• [Excerpts from a dataset]:
Segment Open
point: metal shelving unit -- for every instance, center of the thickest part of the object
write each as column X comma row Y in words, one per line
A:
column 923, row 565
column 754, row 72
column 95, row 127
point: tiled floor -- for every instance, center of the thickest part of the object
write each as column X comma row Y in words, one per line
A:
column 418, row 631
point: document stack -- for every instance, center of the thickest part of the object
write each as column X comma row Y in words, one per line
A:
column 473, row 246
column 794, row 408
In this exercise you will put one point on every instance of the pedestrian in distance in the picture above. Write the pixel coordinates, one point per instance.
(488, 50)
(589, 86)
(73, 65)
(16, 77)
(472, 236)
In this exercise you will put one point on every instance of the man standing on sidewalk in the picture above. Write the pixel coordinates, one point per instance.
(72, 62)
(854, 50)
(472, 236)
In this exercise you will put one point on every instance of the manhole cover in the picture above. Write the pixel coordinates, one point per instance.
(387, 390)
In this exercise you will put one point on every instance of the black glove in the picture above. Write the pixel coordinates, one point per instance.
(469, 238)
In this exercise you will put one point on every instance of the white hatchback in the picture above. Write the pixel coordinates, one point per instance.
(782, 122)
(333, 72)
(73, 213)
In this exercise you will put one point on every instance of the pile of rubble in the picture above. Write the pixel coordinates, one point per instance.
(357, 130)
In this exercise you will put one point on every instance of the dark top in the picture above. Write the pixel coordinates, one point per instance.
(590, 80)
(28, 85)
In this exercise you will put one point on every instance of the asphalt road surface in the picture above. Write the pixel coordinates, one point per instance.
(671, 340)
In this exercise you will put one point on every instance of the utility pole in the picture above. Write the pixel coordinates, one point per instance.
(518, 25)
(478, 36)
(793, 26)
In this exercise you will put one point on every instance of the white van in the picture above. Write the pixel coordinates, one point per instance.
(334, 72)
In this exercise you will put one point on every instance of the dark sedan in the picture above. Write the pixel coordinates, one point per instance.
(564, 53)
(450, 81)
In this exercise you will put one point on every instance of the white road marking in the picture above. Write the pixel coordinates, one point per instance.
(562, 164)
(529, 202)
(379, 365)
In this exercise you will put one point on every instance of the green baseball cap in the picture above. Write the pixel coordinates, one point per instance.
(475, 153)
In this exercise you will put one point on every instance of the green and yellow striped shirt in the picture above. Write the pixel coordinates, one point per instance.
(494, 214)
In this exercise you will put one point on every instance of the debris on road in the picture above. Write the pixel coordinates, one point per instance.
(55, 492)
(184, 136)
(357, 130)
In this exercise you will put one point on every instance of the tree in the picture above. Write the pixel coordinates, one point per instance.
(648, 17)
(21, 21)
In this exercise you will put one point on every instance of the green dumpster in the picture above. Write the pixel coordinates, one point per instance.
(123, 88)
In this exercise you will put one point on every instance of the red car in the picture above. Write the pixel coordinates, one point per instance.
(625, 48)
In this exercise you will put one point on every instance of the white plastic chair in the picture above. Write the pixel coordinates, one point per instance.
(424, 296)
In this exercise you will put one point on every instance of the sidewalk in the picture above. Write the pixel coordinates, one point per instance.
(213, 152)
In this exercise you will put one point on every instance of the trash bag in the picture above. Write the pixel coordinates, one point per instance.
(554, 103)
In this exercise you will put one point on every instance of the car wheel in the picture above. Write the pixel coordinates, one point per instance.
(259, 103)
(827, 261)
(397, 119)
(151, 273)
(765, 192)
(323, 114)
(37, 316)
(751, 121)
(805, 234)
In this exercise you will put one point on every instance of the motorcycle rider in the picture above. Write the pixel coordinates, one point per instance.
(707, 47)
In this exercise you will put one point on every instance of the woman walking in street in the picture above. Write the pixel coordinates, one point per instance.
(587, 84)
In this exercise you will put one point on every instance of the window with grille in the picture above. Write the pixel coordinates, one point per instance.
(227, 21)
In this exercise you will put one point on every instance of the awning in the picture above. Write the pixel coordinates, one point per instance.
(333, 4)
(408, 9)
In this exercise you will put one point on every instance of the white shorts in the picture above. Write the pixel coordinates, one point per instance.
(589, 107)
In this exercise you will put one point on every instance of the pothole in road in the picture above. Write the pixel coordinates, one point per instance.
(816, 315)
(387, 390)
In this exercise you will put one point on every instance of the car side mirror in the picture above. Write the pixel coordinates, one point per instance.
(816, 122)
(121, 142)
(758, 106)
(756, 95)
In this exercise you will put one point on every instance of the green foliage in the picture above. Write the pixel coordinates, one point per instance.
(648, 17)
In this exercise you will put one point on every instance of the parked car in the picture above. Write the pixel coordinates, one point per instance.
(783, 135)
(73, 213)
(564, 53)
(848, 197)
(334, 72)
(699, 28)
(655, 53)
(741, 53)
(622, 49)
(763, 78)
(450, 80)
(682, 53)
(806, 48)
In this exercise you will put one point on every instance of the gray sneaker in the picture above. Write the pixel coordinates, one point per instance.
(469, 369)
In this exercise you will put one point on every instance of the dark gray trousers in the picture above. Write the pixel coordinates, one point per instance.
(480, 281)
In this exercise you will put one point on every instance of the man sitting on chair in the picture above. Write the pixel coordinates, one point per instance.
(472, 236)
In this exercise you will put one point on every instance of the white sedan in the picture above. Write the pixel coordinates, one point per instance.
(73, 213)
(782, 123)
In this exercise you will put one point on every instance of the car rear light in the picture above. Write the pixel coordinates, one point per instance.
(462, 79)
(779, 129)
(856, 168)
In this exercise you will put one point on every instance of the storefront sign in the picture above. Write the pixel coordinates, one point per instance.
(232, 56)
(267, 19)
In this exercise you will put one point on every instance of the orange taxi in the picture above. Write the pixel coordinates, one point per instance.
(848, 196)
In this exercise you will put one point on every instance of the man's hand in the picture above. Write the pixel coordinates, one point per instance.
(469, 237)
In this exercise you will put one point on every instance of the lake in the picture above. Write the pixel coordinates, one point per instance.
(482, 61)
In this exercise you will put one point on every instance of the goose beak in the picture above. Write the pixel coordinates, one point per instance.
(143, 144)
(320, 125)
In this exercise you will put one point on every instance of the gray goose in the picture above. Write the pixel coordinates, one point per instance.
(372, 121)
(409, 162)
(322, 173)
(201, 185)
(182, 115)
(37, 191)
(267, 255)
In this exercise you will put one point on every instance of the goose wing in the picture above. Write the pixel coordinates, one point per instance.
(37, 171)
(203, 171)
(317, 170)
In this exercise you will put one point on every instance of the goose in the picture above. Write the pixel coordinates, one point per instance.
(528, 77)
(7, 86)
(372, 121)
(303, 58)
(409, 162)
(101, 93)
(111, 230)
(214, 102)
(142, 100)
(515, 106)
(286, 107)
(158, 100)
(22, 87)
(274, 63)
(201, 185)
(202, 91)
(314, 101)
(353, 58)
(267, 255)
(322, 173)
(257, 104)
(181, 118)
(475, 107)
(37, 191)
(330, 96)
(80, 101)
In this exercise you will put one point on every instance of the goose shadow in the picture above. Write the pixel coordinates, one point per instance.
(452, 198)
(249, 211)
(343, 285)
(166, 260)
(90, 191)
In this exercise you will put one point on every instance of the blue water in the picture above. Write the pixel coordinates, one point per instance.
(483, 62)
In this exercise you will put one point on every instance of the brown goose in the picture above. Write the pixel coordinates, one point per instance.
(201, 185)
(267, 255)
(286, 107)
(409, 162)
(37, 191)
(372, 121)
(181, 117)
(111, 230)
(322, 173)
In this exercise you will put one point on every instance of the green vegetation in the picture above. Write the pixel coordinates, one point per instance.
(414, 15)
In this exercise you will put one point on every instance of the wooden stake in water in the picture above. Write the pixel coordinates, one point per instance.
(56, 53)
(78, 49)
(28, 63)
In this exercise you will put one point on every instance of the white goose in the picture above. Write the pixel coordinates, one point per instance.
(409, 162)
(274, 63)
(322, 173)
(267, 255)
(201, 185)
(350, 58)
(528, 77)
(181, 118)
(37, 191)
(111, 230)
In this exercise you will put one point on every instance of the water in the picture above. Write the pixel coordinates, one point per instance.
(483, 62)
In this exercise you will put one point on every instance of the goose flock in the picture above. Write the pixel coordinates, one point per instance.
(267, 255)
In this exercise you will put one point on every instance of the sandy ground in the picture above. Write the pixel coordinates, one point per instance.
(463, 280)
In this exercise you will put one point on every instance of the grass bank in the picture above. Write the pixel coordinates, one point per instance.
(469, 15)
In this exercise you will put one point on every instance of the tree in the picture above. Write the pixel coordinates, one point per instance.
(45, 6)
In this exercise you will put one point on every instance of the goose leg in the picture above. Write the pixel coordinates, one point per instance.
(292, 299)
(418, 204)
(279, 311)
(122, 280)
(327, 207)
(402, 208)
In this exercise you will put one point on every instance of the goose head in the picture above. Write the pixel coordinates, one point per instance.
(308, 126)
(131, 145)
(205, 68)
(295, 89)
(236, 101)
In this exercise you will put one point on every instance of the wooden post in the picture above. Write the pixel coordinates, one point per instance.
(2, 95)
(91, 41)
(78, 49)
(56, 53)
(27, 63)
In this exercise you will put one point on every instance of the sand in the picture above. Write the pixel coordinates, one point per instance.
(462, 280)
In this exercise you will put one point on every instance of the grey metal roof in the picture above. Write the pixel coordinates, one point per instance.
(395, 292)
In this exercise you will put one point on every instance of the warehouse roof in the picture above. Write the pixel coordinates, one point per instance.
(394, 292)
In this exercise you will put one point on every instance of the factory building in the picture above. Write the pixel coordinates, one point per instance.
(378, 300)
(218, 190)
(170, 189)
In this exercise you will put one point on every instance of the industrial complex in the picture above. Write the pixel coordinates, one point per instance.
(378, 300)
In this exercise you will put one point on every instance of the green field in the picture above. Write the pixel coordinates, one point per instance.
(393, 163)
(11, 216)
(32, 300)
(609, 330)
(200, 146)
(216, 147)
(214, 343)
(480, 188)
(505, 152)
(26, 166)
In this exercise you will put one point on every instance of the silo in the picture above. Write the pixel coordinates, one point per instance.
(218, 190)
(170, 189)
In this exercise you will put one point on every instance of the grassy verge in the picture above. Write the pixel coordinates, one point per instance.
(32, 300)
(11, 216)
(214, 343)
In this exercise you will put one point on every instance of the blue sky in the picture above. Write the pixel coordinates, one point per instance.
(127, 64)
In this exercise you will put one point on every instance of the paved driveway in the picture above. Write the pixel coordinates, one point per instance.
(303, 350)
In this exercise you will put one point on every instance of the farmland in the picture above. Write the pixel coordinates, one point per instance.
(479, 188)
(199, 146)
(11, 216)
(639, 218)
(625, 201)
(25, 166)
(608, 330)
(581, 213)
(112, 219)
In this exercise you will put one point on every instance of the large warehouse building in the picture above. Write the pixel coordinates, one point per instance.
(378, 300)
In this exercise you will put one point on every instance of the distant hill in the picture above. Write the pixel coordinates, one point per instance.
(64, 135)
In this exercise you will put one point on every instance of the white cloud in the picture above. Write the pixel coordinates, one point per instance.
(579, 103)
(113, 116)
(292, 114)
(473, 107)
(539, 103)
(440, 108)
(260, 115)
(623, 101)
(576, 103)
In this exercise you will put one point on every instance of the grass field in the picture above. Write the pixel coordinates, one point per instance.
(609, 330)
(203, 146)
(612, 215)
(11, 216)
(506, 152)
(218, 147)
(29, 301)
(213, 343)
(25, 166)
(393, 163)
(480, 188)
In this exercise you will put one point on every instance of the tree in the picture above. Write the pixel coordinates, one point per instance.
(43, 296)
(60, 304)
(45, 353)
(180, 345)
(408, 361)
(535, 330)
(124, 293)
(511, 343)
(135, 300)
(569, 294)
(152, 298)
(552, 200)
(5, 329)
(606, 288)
Segment Closed
• [Exercise objective]: Exact reproduction is required. Give the lines of the data from its first line through the line containing "point: document stack", and no others.

• [Answer box]:
point: metal shelving unit -- for every instance, center of the thickest part of the object
write each as column X comma row Y in words, one per line
A:
column 923, row 565
column 754, row 72
column 95, row 127
point: tiled floor -- for every instance, center of the thickest part of the object
write each as column X comma row Y in words, one per line
A:
column 418, row 631
point: document stack -- for every instance, center of the thickest part of the object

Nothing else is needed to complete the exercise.